In 1970, 23-year-old John Prine was a mailman who sang his original songs on open-mic night at a Chicago folk club called The Fifth Peg. The first three songs Prine sang on stage were “Sam Stone,” “Hello in There” and “Paradise.” No one in the audience applauded. They simply stared.
Fifty years later, those songs have become some of Prine’s most famous, and he’s had no shortage of applause throughout his decades-spanning career. He has won two Grammys, written countless iconic country songs and been inducted to the Nashville Songwriters Hall of Fame. Rolling Stone goes as far as to call him “the Mark Twain of American Songwriting.”
Prine was born in Maywood, Illinois, a working class suburb of Chicago. Those first few awkward open-mics at The Fifth Peg led to performances at the saloon the Earl of Old Town, the epicenter of Chicago’s folk scene. In the 1960s at the Earl, the folk scene thrived, and many artists got their starts at the Earl.
It was there that Kris Kristofferson, who by then was already a prominent figure in the folk music scene, first heard Prine’s music. Soon after, he invited Prine onstage at a show in New York, and Prine was offered a contract the very next day.
His career took off fast; he released his first, self-titled album two years later in 1971. In 1981, Prine’s label, Oh Boy Records, was launched.
His often humorous, always poignant lyrics have cemented him as one of the most influential songwriters of his generation. His writing is nothing short of storytelling; many of his songs use real people and places from his life to form social commentary.
In “Sam Stone,” Prine sings of a veteran who becomes addicted to drugs during his service: “There’s a hole in Daddy’s arm where all the money goes / Jesus Christ died for nothin’, I suppose,” he sings. In a 2009 Huffington Post interview, Bob Dylan said his favorite Prine song was “Lake Marie,” in which a vacationing couple, a Native American tale and a murder intersect at Lake Marie, located on the Illinois-Wisconsin border, where Prine would visit as a child. “Prine’s stuff is pure Proustian existentialism,” Dylan said. “Midwestern mind-trips to the nth degree.”
The lyrics on his latest album, The Tree of Forgiveness, are a product of this rich career. The album is Prine’s first new material since his 2005 album, the time in between marked by collaborations with other artists, covers of old favorites, festivals, tours and a battle with cancer.
Some songs have been in the works for decades. One example is “God Only Knows,” a co-write with record producer Phil Spector. Some tracks on the album are silly and lighthearted while others are more sobering. The songs have characters and social commentary that make them hard to forget.
“I kept saying when I was doing this album, it’s going to be my last one,” Prine says on his website. “But if things go really good with it, I can’t see why I wouldn’t do something else.”
This is Prine’s third year at Roots N Blues.

▶ _Information supplied_

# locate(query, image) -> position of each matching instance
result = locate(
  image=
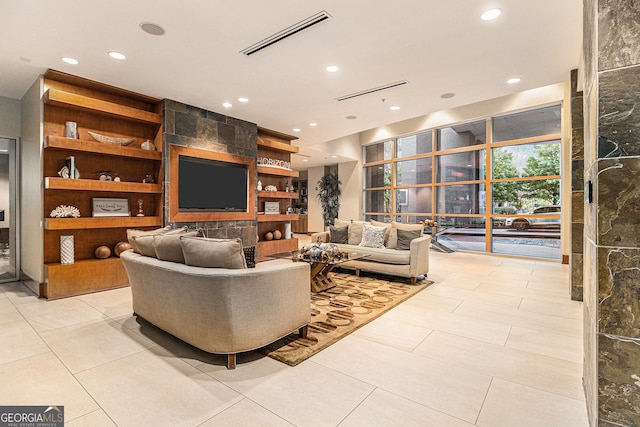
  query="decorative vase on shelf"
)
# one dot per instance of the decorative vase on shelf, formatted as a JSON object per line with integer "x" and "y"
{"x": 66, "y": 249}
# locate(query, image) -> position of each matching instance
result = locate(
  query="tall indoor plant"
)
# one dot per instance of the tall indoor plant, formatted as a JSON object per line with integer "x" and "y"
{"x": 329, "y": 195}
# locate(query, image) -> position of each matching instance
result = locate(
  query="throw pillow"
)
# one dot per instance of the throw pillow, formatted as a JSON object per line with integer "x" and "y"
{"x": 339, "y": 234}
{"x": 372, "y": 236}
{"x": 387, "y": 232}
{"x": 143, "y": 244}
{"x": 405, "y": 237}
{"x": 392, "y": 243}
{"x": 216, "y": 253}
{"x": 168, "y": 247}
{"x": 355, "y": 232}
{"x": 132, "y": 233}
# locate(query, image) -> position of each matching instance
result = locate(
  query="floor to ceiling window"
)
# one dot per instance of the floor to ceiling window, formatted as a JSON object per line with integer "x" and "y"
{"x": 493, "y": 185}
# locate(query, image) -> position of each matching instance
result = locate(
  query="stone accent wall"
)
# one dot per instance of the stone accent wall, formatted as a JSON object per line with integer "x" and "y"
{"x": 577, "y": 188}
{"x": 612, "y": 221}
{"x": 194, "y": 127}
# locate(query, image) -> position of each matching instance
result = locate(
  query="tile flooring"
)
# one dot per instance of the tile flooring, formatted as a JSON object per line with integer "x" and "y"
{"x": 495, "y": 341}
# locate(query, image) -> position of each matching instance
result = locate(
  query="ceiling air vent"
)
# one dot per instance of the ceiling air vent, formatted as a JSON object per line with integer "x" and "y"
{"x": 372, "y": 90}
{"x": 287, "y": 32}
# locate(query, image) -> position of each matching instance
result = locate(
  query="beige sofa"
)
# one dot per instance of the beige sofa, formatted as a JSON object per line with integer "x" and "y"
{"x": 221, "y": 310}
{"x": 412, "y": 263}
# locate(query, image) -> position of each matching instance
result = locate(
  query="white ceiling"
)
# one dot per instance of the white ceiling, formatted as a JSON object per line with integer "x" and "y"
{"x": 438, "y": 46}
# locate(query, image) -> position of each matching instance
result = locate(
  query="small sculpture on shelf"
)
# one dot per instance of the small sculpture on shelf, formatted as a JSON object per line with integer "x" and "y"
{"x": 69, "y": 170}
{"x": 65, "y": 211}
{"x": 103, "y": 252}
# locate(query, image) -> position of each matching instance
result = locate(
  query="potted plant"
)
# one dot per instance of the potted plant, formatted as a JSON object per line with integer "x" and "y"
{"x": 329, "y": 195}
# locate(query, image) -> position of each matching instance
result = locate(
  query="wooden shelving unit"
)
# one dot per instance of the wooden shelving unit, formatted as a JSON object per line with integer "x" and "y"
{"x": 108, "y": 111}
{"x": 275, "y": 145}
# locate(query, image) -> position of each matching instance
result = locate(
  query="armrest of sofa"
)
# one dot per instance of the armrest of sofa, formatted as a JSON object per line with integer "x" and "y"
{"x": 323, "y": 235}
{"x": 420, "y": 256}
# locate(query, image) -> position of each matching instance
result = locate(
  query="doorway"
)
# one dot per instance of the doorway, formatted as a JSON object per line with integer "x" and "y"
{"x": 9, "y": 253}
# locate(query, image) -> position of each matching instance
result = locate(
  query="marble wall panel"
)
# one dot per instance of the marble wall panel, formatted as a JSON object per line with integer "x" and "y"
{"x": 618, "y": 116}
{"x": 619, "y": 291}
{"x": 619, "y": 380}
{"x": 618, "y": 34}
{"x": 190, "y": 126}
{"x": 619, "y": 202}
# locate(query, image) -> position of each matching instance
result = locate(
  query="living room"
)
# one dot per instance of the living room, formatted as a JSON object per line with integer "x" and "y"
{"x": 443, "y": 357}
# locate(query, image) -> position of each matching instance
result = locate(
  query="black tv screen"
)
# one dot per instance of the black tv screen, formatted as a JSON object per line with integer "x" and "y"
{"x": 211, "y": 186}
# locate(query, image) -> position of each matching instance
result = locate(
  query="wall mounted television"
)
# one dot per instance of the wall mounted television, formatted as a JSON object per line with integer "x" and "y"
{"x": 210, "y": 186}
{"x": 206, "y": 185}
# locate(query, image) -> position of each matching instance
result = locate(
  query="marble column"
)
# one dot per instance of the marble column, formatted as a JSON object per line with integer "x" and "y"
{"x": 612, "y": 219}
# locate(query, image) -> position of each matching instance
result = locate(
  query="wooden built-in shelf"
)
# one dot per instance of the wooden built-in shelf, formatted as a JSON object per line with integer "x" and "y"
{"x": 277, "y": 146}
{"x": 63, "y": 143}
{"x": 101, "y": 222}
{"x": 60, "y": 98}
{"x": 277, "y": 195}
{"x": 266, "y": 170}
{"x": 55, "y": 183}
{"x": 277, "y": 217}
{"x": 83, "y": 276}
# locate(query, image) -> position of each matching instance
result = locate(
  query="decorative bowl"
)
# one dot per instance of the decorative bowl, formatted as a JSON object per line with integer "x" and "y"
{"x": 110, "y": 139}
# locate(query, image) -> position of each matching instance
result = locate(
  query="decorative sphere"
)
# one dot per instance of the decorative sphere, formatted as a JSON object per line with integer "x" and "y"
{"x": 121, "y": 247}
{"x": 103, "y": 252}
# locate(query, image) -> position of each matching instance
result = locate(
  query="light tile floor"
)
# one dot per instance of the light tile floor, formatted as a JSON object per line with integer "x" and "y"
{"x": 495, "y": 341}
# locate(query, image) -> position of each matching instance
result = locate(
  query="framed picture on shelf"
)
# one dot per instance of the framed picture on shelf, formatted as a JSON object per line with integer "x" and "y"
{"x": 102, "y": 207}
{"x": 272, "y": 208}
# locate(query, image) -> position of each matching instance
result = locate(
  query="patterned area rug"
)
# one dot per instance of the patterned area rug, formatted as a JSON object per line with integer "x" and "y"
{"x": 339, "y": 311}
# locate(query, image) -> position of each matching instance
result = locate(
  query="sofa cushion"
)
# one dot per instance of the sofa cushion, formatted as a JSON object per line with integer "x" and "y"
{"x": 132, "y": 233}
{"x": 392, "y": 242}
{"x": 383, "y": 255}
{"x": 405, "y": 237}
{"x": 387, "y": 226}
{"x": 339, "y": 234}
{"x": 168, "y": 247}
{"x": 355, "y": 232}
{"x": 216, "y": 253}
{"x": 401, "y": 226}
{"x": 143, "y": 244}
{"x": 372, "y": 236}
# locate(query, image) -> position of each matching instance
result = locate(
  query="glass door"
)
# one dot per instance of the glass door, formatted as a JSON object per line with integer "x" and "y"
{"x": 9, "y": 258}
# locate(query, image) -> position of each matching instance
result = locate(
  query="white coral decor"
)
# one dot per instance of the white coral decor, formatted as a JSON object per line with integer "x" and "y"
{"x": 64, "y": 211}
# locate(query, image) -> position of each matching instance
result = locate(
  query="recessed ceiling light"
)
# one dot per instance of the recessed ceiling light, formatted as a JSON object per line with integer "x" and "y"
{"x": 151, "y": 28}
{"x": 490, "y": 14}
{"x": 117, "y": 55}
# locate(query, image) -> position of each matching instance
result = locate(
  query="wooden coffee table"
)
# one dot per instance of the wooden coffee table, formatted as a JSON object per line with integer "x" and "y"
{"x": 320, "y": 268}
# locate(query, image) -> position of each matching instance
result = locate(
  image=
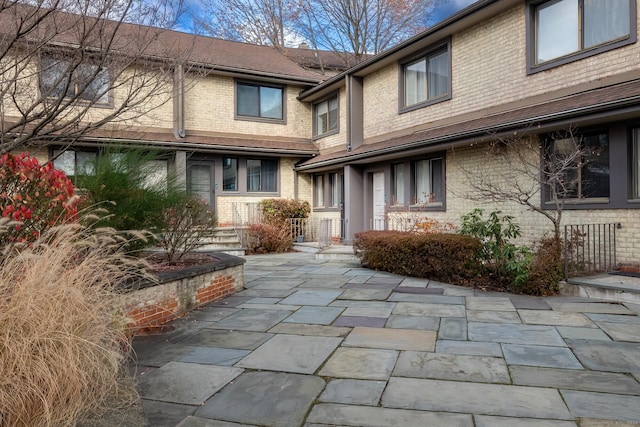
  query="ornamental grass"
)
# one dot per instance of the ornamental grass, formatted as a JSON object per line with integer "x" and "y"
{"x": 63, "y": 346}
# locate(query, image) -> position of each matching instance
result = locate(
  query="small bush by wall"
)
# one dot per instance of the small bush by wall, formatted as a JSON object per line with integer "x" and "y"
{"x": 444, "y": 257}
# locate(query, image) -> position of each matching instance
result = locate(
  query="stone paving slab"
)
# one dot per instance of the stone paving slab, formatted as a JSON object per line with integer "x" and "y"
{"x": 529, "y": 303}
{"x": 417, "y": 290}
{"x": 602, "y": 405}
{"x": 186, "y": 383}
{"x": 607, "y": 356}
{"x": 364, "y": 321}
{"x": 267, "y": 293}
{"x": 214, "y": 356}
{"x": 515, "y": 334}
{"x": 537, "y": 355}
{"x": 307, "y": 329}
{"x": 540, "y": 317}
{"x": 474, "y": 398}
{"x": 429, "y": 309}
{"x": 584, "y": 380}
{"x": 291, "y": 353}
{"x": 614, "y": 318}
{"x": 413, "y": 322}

▶ _Questions to answer_
1. Translate this sentence from the article on John Prine into Spanish: "Prine was born in Maywood, Illinois, a working class suburb of Chicago."
2. List every song title that the article on John Prine names.

▶ _Activity answers_
1. Prine nació en Maywood, Illinois, un suburbio obrero de Chicago.

2. "Sam Stone," "Hello in There," "Paradise," "Lake Marie," "God Only Knows"